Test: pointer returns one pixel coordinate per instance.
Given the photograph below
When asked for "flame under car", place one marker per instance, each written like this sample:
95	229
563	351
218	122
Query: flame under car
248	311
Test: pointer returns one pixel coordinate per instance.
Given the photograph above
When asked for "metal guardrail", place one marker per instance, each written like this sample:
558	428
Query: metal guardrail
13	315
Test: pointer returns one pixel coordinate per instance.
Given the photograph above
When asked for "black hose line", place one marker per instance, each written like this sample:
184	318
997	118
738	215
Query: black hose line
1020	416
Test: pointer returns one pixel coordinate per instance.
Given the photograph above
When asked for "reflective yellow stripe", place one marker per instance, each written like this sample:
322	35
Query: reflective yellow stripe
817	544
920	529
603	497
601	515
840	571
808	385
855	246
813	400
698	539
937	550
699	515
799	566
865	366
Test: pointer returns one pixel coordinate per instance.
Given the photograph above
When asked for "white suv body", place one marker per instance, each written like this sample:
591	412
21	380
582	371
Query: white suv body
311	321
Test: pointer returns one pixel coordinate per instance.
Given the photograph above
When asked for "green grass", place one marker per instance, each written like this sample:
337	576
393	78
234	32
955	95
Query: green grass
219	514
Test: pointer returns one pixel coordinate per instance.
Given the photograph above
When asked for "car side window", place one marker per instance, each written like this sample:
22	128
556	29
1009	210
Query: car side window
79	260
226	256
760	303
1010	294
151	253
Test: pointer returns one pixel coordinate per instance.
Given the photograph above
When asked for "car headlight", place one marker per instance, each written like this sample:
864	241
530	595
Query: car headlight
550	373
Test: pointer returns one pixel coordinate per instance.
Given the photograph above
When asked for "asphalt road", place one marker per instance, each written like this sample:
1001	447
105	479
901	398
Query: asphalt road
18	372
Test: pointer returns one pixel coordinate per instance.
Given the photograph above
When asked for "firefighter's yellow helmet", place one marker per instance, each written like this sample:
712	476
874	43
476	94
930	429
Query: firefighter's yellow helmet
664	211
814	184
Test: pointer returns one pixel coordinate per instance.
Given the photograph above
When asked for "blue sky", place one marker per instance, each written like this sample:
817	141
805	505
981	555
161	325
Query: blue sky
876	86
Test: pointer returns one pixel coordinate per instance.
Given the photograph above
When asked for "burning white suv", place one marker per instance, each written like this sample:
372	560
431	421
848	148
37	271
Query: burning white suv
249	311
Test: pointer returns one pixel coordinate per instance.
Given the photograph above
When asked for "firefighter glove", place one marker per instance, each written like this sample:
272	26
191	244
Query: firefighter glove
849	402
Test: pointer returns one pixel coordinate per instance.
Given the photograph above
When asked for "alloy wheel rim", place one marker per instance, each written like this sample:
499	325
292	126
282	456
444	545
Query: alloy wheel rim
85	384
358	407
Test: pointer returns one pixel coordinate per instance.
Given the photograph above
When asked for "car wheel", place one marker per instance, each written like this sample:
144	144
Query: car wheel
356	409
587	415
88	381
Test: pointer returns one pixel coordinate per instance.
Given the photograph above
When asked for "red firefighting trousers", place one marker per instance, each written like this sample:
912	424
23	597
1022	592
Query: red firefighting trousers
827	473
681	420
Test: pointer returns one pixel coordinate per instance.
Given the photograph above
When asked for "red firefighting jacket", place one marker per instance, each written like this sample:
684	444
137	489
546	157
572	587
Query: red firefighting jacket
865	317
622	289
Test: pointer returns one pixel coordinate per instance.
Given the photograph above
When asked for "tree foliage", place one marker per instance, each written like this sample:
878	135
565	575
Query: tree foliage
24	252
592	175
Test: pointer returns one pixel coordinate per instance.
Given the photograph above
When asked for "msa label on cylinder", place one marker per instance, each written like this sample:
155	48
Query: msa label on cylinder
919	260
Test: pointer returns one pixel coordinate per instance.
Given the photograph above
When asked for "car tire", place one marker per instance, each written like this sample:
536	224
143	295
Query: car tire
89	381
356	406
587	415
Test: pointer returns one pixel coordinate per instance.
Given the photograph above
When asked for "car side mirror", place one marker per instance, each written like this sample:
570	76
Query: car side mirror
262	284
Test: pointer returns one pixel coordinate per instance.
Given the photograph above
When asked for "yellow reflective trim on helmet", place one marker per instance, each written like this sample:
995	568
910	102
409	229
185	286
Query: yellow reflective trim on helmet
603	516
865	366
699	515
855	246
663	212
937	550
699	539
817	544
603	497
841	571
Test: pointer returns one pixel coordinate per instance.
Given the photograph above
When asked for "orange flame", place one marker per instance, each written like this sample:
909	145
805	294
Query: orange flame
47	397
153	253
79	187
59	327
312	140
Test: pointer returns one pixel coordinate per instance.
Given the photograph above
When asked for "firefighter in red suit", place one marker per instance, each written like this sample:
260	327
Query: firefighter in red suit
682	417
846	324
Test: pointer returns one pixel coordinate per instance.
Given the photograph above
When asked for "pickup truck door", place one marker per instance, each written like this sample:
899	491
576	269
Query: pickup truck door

> **What the task asks**: Go through the material above line by line and copy it exactly.

> **Result of the task**:
Test: pointer returns one pixel coordinate per instance.
Given the photograph below
When asked for "flame under car", place one marker per instance, each written like this sample:
95	229
563	351
218	122
Query: flame under car
248	311
Test: pointer returns one pixel coordinate per instance.
Given the photograph above
When asked for "metal guardrail", place one marker per instance, each written like this sample:
558	428
Query: metal guardrail
13	315
Test: pointer returns one pixel coordinate per instance.
Given the photograph above
When asked for "black hose line", place one marker per instance, each written like this sample:
184	318
997	118
738	215
Query: black hose line
1020	416
Test: pointer returns one pixel coordinate per instance.
Given the photograph above
When asked for "reflective yellow stripe", place one marker per instance, each written like this sample:
322	35
Query: reflective yellow stripe
817	544
920	529
603	497
601	515
840	571
808	385
855	246
813	400
698	539
937	550
699	515
799	566
865	366
Test: pointer returns one pixel coordinate per instance.
Given the photograph above
When asked for "white suv body", place one marker per instance, each written like this sample:
591	412
21	380
582	371
Query: white suv body
311	321
Test: pointer returns one pixel coordinate per instance.
Given the photograph above
When asked for "green grass", place one marker per instance, each written like this sample:
337	576
393	78
234	32
955	95
Query: green grass
219	514
Test: pointer returns one pixel coordinate per instance.
Given the photograph above
When asked for "car side window", place one marker per instance, each written like this sample:
22	128
556	29
1009	210
Query: car side window
79	260
226	256
760	303
1010	294
151	253
Test: pointer returns one pixel coordinate per instance.
Given the photograph above
When asked for "car headlight", place one marker per instance, each written like this sample:
864	241
530	595
Query: car headlight
550	373
Test: pointer returns one pixel coordinate per instance.
Given the photograph above
When asked for "asphalt road", place one marker per instance, each written like this sample:
1001	447
105	479
901	398
Query: asphalt road
18	372
Test: pointer returns one pixel coordinate per instance.
Given the photograph above
When asked for "firefighter's yellow helmet", place one marker per instance, each written like this sample:
712	476
874	43
476	94
930	429
Query: firefighter's yellow helmet
664	211
814	184
Test: pointer returns one pixel coordinate per instance.
Given the photograph above
When asked for "blue sky", place one marker per instance, each written like this sample:
817	141
805	505
981	555
161	325
Query: blue sky
876	86
Test: pointer returns one pixel coordinate per instance.
Given the photograph above
When asked for "burning white suv", place one marker per instance, each written like this sample:
372	560
431	421
848	148
37	271
Query: burning white suv
249	311
Test: pointer returns one pixel coordinate per instance.
Given the photograph above
When asked for "firefighter glove", place one marker per instance, each written like this sample:
272	26
191	244
Query: firefighter glove
849	402
Test: pointer returns one pixel coordinate per instance.
Given the photograph above
When asked for "alloy wheel rim", place one marker per instance, each written like this sample:
499	325
292	126
282	456
444	545
Query: alloy wheel rim
85	384
358	407
Test: pointer returns one pixel coordinate per instance.
Given the photograph above
When asked for "car wheel", place one marker per instance, each written like this sample:
144	144
Query: car wheel
356	409
587	415
88	381
Test: pointer returns one pixel coordinate per instance.
Given the photograph above
When asked for "red firefighting trousers", place one marker per instance, each written like this sample:
912	424
23	597
1022	592
Query: red firefighting trousers
827	473
681	420
Test: pointer returns one pixel coordinate per instance.
Given the photograph above
When asked for "red firefighting jacket", place one marker per instance, each written like this sample:
684	444
137	489
546	157
572	587
Query: red firefighting jacket
865	317
622	289
Test: pointer returns one pixel coordinate per instance.
Given the photograph above
When asked for "tree foliage", place one marker per instance, each written like this sample:
878	135
565	575
Query: tree foliage
24	252
592	175
Test: pointer returns one pixel coordinate per instance.
Given the photograph above
When asked for "msa label on cylinder", place one marker per instance, each written like this sample:
155	48
Query: msa label on cylinder
919	260
Test: pointer returns one pixel coordinate per instance.
Given the photograph above
When asked for "car tire", place one marker per instance, each written like this sample:
536	224
143	295
Query: car tire
89	381
356	406
587	415
Test: pointer returns one pixel coordinate per instance.
Given the photograph above
When asked for "car side mirror", place one marker per instance, each written like this sample:
570	76
Query: car side mirror
262	284
Test: pointer returns one pixel coordinate per instance.
Given the photograph above
When asked for "yellow reflective trim on helmet", place one marker per instance, each written like this sample:
995	568
910	102
409	229
185	286
Query: yellow reflective trim on helmet
603	516
865	366
699	515
855	246
663	212
937	550
699	539
817	544
603	497
841	571
Test: pointer returns one pixel coordinate per instance.
Given the photograph above
When asked for "orange flame", place one marker per instance, each written like this sample:
909	145
805	294
Query: orange flame
47	397
153	253
79	187
59	327
312	140
Test: pointer returns one pixel coordinate per instance.
Given the photograph above
When asked for "firefighter in red suit", place one marker per instance, each written like this sample:
260	327
Query: firefighter in red suit
682	417
846	324
Test: pointer returns one pixel coordinate per instance.
Given the photograph above
When asked for "pickup truck door", place one marker per instance, each written like this sample:
899	491
576	269
Query: pickup truck door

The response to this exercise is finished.